▶ **ARTIGO**:
Na sexta, dia 30 de janeiro, Michel Temer me telefonou. Disse que o governo queria fazer o acordo de novo. Insistiu que eu aceitasse o rodízio, ficando com o primeiro biênio, e o PT com o segundo.

O deputado Sandro Mabel foi chamado ao palácio e voltou com a mesma proposta, com uma lista por escrito dos termos do acordo, que incluiria, de novo, a reunião com todos os líderes da base para referendarem o trato de forma pública.

Repeti a mesma resposta de antes, quando houve essa proposta: que aceitaria o acordo de retirada de Chinaglia e o PT ficaria com a primeira vice-presidência. Comprometia-me a garantir que o PMDB não lançaria candidato à minha sucessão e que, depois, eles que se viabilizassem. Mas não iria me desmoralizar firmando uma aliança com o PT em cima da hora, sendo isso o contrário do discurso de toda a campanha.

Embora soubesse que esse acordo, naquele momento, garantiria a eleição e que, na véspera da eleição, não daria tempo para nenhuma outra candidatura se viabilizar no vácuo da incoerência do meu discurso com uma união com o PT, não quis aceitar para não ter, junto com a vitória eleitoral, uma derrota política. Porque eu teria batido no PT e feito um acordo para a minha conveniência pessoal. Isso iria tirar minha credibilidade na presidência. Eu me tornaria um presidente fraco, como haviam sido os anteriores com relação ao governo.”

▶ **TAREFAS SOLICITADAS**:
A – Converta em lista o parágrafo do artigo iniciado por "Repeti a mesma resposta", preservando os fatos principais.
B – De acordo com o artigo, quem foi chamado ao palácio e voltou com a mesma proposta?

▶ **EXTRATO DE DADOS**:
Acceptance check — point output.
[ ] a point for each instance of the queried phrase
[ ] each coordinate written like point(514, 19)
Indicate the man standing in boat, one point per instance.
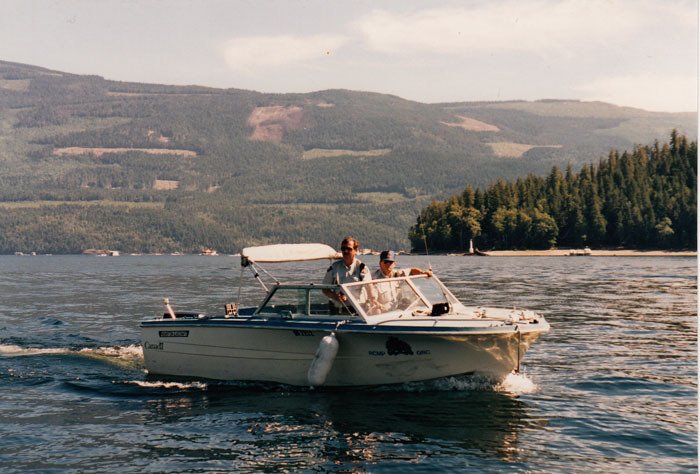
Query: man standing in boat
point(347, 270)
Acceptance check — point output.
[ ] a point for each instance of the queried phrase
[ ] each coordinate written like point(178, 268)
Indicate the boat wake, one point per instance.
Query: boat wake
point(516, 384)
point(179, 386)
point(130, 357)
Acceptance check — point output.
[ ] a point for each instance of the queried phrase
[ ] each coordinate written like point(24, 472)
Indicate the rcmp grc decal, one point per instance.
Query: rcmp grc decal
point(174, 333)
point(395, 346)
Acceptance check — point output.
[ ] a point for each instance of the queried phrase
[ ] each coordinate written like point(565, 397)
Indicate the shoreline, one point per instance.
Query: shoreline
point(594, 253)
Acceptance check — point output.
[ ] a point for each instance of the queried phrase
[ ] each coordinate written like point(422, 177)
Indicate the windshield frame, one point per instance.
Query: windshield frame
point(427, 304)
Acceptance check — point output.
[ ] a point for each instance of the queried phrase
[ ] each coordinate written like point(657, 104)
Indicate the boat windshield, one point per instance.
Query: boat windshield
point(399, 294)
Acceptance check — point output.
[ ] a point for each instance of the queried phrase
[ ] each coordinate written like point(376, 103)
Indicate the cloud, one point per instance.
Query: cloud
point(539, 26)
point(255, 52)
point(651, 92)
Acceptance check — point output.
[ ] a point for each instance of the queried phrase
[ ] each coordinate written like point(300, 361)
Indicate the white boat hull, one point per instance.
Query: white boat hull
point(231, 351)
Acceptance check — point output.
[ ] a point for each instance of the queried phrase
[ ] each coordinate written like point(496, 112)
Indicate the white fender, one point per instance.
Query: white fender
point(323, 360)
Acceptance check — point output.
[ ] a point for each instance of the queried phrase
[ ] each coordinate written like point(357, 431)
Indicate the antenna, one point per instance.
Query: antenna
point(425, 241)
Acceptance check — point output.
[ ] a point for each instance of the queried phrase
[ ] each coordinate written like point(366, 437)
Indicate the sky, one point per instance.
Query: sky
point(637, 53)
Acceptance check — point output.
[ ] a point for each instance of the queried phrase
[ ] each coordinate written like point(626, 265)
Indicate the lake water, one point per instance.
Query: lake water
point(612, 388)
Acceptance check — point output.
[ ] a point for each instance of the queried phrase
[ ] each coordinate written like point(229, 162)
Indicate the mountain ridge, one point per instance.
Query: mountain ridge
point(329, 162)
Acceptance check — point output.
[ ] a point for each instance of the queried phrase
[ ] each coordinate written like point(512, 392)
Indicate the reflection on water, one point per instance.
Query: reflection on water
point(347, 427)
point(612, 388)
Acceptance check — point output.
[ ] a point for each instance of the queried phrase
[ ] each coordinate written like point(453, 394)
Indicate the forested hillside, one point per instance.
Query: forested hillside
point(86, 162)
point(646, 198)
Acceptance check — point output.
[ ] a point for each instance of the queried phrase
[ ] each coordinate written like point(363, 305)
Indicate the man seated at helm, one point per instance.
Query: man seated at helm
point(387, 293)
point(347, 270)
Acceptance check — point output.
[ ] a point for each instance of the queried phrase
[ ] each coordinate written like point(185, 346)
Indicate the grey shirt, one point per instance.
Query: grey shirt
point(339, 273)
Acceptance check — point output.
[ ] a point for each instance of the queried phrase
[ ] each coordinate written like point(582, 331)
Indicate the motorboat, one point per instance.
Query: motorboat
point(295, 336)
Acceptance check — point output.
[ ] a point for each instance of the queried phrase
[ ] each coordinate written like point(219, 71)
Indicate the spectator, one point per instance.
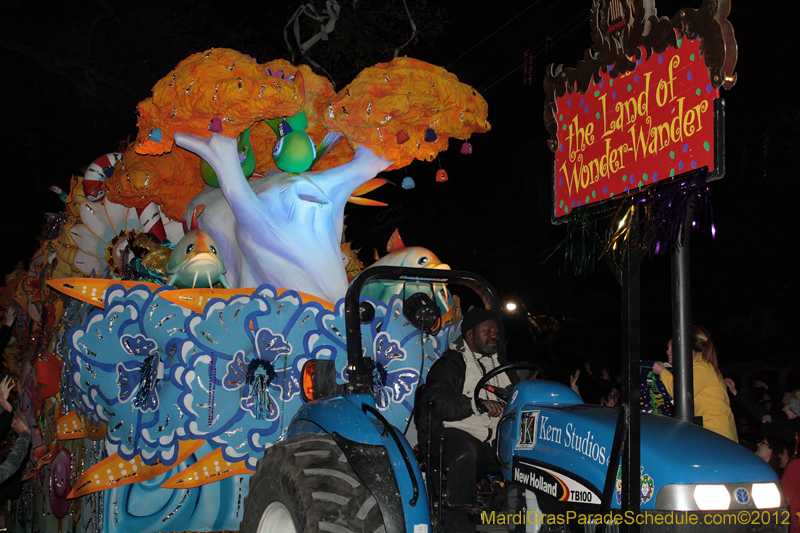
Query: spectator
point(775, 451)
point(14, 460)
point(710, 396)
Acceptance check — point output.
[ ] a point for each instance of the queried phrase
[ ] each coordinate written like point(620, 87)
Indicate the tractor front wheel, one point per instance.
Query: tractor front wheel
point(305, 484)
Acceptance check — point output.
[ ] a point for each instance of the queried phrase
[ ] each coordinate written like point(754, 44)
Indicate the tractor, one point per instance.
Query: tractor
point(342, 467)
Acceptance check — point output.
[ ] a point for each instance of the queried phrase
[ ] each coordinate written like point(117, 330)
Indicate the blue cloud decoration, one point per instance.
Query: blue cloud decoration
point(157, 373)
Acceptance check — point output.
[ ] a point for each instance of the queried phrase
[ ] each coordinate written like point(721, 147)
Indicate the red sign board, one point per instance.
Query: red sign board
point(640, 108)
point(624, 133)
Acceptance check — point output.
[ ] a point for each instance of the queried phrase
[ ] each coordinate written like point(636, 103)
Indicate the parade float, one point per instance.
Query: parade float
point(167, 314)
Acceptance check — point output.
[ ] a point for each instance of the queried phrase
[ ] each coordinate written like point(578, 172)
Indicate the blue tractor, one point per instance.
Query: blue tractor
point(342, 467)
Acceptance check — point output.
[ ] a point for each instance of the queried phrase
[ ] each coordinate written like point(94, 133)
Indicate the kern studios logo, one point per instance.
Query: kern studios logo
point(742, 496)
point(528, 427)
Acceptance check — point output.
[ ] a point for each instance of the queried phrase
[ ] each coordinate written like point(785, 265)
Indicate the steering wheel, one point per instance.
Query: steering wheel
point(483, 382)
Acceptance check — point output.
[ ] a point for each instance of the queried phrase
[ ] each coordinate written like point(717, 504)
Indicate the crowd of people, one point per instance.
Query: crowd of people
point(768, 423)
point(765, 419)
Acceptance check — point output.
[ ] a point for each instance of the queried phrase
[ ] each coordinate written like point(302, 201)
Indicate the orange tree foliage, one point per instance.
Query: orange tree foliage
point(404, 95)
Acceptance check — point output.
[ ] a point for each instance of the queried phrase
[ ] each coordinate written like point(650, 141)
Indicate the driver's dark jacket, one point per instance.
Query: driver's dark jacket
point(444, 387)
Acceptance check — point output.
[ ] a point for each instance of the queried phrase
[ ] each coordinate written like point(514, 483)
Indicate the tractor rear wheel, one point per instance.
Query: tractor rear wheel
point(305, 484)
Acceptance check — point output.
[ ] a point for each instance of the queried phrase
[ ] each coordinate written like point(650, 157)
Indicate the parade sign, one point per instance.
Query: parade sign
point(643, 107)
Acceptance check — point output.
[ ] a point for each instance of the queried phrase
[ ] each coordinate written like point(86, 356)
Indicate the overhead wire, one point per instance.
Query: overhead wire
point(519, 66)
point(512, 19)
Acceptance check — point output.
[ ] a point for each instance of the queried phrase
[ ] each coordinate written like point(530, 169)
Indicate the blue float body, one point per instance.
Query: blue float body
point(343, 415)
point(569, 437)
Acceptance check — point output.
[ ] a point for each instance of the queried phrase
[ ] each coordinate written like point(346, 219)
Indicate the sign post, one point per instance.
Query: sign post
point(640, 110)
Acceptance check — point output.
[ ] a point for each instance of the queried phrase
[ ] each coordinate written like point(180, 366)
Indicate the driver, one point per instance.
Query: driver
point(469, 425)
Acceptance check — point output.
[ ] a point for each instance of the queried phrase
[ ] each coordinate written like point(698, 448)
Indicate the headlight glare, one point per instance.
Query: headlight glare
point(712, 497)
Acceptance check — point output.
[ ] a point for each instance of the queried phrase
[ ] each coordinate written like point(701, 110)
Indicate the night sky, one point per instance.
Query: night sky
point(74, 72)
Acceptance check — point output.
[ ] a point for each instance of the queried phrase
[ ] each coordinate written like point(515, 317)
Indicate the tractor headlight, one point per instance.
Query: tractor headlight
point(712, 497)
point(766, 495)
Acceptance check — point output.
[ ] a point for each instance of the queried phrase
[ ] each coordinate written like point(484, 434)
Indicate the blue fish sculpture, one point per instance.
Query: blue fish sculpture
point(196, 262)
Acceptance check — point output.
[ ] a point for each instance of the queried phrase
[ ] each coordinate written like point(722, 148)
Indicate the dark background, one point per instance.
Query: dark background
point(74, 72)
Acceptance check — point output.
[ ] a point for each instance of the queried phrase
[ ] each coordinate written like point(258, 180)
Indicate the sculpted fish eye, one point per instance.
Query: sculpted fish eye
point(276, 149)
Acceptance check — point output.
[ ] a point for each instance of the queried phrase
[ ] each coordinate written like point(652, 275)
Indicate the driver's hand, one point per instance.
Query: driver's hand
point(493, 408)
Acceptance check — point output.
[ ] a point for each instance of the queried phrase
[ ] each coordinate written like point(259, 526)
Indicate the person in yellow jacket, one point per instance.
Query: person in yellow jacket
point(710, 395)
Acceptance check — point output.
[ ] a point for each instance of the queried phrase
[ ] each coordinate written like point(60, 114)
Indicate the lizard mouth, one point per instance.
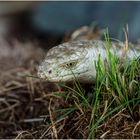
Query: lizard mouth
point(67, 77)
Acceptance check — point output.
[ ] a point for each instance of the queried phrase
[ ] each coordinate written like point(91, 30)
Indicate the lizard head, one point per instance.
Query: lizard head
point(66, 62)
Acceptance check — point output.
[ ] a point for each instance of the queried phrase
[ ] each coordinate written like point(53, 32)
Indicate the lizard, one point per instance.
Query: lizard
point(77, 59)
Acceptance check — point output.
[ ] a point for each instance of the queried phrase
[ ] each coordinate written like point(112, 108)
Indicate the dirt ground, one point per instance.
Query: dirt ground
point(27, 104)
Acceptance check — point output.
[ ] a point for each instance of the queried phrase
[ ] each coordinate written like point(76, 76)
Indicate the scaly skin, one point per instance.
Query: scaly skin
point(77, 59)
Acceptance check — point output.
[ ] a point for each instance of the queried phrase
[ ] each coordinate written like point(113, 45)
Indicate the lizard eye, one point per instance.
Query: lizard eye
point(70, 64)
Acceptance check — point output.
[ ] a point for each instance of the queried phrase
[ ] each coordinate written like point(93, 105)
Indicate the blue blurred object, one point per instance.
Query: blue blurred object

▶ **RESPOSTAS ÀS TAREFAS**:
A –
- Repetição da resposta já dada antes à mesma proposta.
- Aceitação do acordo de retirada de Chinaglia, com o PT ficando com a primeira vice-presidência.
- Compromisso de garantir que o PMDB não lançaria candidato à sucessão; depois, eles que se viabilizassem.
- Recusa em firmar uma aliança com o PT em cima da hora, o que seria desmoralizante e contrário ao discurso de toda a campanha.

B – O deputado Sandro Mabel.